■ **What you will do**: What is needed is an exact printout of all the data.

■ **Stored data**:
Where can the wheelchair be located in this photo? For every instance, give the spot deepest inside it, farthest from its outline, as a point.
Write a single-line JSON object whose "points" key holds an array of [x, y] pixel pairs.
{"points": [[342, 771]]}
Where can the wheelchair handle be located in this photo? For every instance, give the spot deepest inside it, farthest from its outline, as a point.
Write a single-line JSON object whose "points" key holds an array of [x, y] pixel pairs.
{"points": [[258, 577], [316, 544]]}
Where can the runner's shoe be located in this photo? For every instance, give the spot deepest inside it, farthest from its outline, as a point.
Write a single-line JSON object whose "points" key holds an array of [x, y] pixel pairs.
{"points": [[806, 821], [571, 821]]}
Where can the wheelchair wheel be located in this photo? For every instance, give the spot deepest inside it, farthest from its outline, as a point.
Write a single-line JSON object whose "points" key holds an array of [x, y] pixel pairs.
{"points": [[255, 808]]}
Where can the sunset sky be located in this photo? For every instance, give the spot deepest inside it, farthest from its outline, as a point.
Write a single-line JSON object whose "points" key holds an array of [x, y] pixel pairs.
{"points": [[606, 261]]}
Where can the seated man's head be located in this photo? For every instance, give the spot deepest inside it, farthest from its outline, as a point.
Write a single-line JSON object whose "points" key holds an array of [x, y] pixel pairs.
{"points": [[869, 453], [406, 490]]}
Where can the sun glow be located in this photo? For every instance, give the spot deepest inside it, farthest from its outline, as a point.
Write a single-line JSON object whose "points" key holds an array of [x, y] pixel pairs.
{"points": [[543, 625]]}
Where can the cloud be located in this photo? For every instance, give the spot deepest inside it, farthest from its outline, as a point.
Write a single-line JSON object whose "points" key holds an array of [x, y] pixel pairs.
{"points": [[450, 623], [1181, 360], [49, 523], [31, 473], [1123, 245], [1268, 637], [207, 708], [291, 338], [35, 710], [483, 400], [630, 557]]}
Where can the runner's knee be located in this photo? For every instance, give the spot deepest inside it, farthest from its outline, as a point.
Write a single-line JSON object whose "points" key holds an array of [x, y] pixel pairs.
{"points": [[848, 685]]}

■ **Answer**:
Where can the wheelchair be located in this photo? For every instance, give the spot deepest inside it, farthest from its outline, as a point.
Write a single-line JSON object whose "points" key holds an array of [x, y] pixel pairs.
{"points": [[342, 771]]}
Where can the wheelchair handle be located in this photo? For every instance, give the spot deepest inside it, farthest from its outline, as a point.
Write a single-line JSON object whose "points" key holds an array of [x, y] pixel pairs.
{"points": [[258, 577], [316, 544]]}
Where can the runner's shoe be located in this photo? For every instance, give the spot deepest inside it, farthest from its outline, as a point.
Write a single-line JSON object whose "points" key holds an array of [x, y] pixel pairs.
{"points": [[806, 821], [571, 821]]}
Where can the wheelchair wheel be located in this photo? For every instance, give the spot deepest inside it, farthest from its outline, as a point.
Write a single-line JSON object whose "points" key holds an array of [x, y] pixel pairs.
{"points": [[255, 808]]}
Where can the sunset sky be located in this photo? For every instance, give the spot deepest inside it, farthest from its outline, as a point.
Write a single-line JSON object whose "points" key holds an array of [x, y] pixel pairs.
{"points": [[606, 261]]}
Where can the seated man's head be located in this photo? For every instance, give the spot deepest inside it, farthest from its outline, as a point.
Write a single-line JSON object whose "points" key holds an array of [x, y] pixel pairs.
{"points": [[869, 453], [406, 490]]}
Where can the sun glow be located in this photo? For every instance, give the spot deepest inside it, farthest from its outline, as a point.
Write a single-line JSON object whose "points" key holds an array of [x, y] pixel pairs.
{"points": [[543, 625]]}
Where can the cloud be located in this photo? For every instance, give the spot deepest inside it, farthest from its outline, as a point.
Write a single-line JSON object whose "points" key holds an array of [x, y] pixel pairs.
{"points": [[450, 623], [1181, 360], [49, 523], [31, 473], [1123, 245], [1268, 637], [207, 708], [291, 338], [35, 710], [483, 400], [630, 557]]}
Where can the runner's knee be located in this photo? For every instance, give the spot deepest inside it, farthest from its outline, as a point.
Write a single-line JSON object whose "points" key holds an array of [x, y] pixel pairs.
{"points": [[848, 685]]}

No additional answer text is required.